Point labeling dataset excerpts
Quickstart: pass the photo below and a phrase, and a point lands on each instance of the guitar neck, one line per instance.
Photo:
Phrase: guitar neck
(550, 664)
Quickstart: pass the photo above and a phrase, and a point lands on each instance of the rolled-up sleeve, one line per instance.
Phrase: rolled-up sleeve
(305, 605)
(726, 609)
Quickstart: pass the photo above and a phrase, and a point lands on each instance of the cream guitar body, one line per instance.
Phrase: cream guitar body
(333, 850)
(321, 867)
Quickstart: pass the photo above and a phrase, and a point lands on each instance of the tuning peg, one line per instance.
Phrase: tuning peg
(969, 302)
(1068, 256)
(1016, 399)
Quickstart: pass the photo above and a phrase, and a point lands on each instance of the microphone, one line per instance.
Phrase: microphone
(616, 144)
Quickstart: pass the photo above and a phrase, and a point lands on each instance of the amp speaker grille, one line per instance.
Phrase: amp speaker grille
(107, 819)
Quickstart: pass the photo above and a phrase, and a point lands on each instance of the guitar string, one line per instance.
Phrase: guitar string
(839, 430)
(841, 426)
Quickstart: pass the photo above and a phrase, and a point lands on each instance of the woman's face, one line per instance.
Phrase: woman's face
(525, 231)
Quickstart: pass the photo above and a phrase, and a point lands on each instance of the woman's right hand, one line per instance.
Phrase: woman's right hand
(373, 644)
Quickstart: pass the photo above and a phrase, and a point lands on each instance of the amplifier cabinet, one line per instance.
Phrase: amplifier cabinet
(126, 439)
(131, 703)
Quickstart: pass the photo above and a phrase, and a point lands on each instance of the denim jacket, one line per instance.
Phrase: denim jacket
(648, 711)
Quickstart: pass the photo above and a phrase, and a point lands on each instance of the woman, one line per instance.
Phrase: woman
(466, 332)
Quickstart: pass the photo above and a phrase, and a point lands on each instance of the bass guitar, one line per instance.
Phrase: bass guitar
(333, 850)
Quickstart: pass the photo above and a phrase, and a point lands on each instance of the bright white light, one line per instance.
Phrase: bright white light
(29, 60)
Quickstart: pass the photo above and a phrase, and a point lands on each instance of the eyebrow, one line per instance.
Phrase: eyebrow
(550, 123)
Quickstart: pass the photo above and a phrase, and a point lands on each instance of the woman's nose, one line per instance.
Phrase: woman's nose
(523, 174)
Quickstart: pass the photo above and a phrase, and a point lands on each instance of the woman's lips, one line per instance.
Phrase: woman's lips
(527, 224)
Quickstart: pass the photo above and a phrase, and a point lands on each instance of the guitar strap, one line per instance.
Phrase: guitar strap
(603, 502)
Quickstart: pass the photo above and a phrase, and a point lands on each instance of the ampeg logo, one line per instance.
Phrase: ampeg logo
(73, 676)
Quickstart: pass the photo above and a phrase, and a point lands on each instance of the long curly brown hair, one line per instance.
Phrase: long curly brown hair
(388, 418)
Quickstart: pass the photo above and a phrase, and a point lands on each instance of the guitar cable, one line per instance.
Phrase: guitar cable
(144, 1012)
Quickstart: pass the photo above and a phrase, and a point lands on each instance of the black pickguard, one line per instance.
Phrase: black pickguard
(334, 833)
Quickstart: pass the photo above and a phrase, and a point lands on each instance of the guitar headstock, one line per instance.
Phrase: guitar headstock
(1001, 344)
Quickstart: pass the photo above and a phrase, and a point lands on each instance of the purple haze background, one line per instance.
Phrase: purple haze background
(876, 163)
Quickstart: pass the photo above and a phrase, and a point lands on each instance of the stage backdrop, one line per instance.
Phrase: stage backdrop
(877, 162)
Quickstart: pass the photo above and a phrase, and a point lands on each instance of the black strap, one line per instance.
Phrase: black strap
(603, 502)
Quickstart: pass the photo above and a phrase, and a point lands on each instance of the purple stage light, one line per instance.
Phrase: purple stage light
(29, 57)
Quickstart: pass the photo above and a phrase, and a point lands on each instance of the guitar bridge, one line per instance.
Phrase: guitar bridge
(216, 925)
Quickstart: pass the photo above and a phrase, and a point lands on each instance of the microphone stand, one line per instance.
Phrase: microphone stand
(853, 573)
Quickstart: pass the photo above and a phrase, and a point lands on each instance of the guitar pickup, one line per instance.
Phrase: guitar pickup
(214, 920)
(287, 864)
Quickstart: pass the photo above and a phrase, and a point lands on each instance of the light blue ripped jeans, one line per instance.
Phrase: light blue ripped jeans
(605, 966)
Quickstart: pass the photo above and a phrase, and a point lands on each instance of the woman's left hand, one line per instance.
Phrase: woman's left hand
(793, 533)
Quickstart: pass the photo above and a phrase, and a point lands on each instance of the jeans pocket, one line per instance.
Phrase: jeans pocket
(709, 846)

- _WORK TO DO_: Restate each of the entries above verbatim.

- _THE RESULT_:
Quickstart: pass the photo below and a phrase, and a point lands on each instance of the guitar neck, one line per instance.
Photo:
Phrase: guitar neck
(550, 664)
Quickstart: pass the photo above and a phrase, and a point lands on each instance of the rolled-up sleeve, one line per instance.
Phrase: rolled-up sleeve
(305, 605)
(726, 609)
Quickstart: pass the photo above and a phrase, and a point lands on each instance of the cream guitar body, one line per instance.
Phrase: cream guitar body
(333, 850)
(321, 867)
Quickstart: pass the photo above and a phrase, and a point lands on each instance of the tuning peg, one line per instance.
Phrase: tuning peg
(969, 302)
(1068, 256)
(1016, 399)
Quickstart: pass the photo above and a phrase, and a point lands on each instance of the microphone, one line per instance.
Phrase: microphone
(616, 144)
Quickstart: pass the photo above and a phrase, and a point lands on each instance of the amp speaker grille, one line per instance.
Phrase: amp speaker grille
(107, 819)
Quickstart: pass the photo above and a phrase, and a point lands on each instance of the guitar string, one line per instance.
Phrase: guitar string
(839, 430)
(841, 426)
Quickstart: pass the photo above and a phrase, and a point lands on each instance of the woman's face, one line per instance.
Phrase: woman's face
(525, 231)
Quickstart: pass the photo above and a phrase, and a point lands on each instance of the woman's right hand, one line per instance.
Phrase: woman's right hand
(373, 644)
Quickstart: pass the photo above and a phrase, and a point lands on each instance of the amplifier cabinet, one line per instance.
Phrase: amplifier cabinet
(126, 439)
(131, 703)
Quickstart: pass the photo above and a phrase, and a point lands on each instance of the denim jacket, one line per instance.
Phrase: denim jacket
(648, 711)
Quickstart: pass the photo above and a phrase, and a point lands on each instance of the woman, one line per instance.
Phrase: woman
(466, 332)
Quickstart: pass the photo above and a phrase, and a point lands on each instance of the bass guitar, one line per instance.
Phrase: bass guitar
(333, 850)
Quickstart: pass the photo above and a phrase, and a point lands on each instance of the bright white light, one line per instance.
Phrase: bright white light
(29, 60)
Quickstart: pass the photo above and a phrase, and a point lands on each instance of the eyebrow, one line per instance.
Phrase: eyebrow
(550, 123)
Quickstart: pass the photo above and a phrase, and a point lands on each instance of the woman's nose, one line per instance.
Phrase: woman's nose
(523, 174)
Quickstart: pass the photo above and a phrase, and a point lands on each instance of the woman's lips, one line per instance.
Phrase: woman's lips
(527, 224)
Quickstart: pass the photo above and a phrase, and a point lands on each instance of the guitar strap, one line per instance.
Phrase: guitar strap
(603, 502)
Quickstart: pass the photo above and a phrase, and a point lands on each instance of the ampeg logo, one line per instance.
Phrase: ampeg logo
(73, 676)
Quickstart: pass the photo above and a phrase, and a point lands on each instance of the long curly brown hair, one line per instance.
Phrase: long curly brown hair
(388, 418)
Quickstart: pass the photo above and a phrase, and a point lands on each instance of the guitar cable, one line per instance.
Phrase: guitar cable
(144, 1012)
Quickstart: pass the photo above and a phrase, and a point lands on each instance of the black pickguard, one line per instance.
Phrase: black pickguard
(334, 833)
Quickstart: pass the photo above and a phrase, and a point lands on each instance of the guitar headstock, one line per instance.
Phrase: guitar headstock
(1001, 344)
Quickstart: pass the photo above and a phrase, and a point lands on each instance of the purple haze background, one line per instance.
Phrase: purple haze background
(876, 163)
Quickstart: pass the photo above and a phrase, and a point lands on each instance of the stage backdrop, one line per instance.
Phrase: stage backdrop
(877, 162)
Quickstart: pass the photo above and a phrase, and a point lands on each instance of the black strap, one line per instance.
Phrase: black strap
(603, 502)
Quickstart: pass the photo above and a phrase, and a point lands on each instance of the purple stage light, one line per instance.
Phrase: purple stage light
(29, 57)
Quickstart: pass the photo above and a phrase, and a point lands on each instance of the guitar bridge, one line per instance.
Phrase: guitar bridge
(216, 925)
Quickstart: pass the photo above and a phrase, and a point lands on each instance of the microphone stand, one line per instance.
Phrase: microphone stand
(853, 573)
Quickstart: pass the photo above and a phrase, and a point lands on each instance of the guitar pickup, one line per instance.
Phrase: guitar pickup
(214, 920)
(287, 864)
Quickstart: pass the photo above and a phrase, and a point lands on each instance of the light blue ripped jeans, one line per instance.
Phrase: light blue ripped jeans
(605, 966)
Quickstart: pass the photo above and a phrase, and a point lands on each instance of the woman's left hand, one line per instance.
Phrase: woman's left hand
(793, 533)
Quickstart: pass the photo above and a phrase, and a point lands on each instance of the jeans pocket, one line per instance.
Phrase: jeans pocket
(709, 846)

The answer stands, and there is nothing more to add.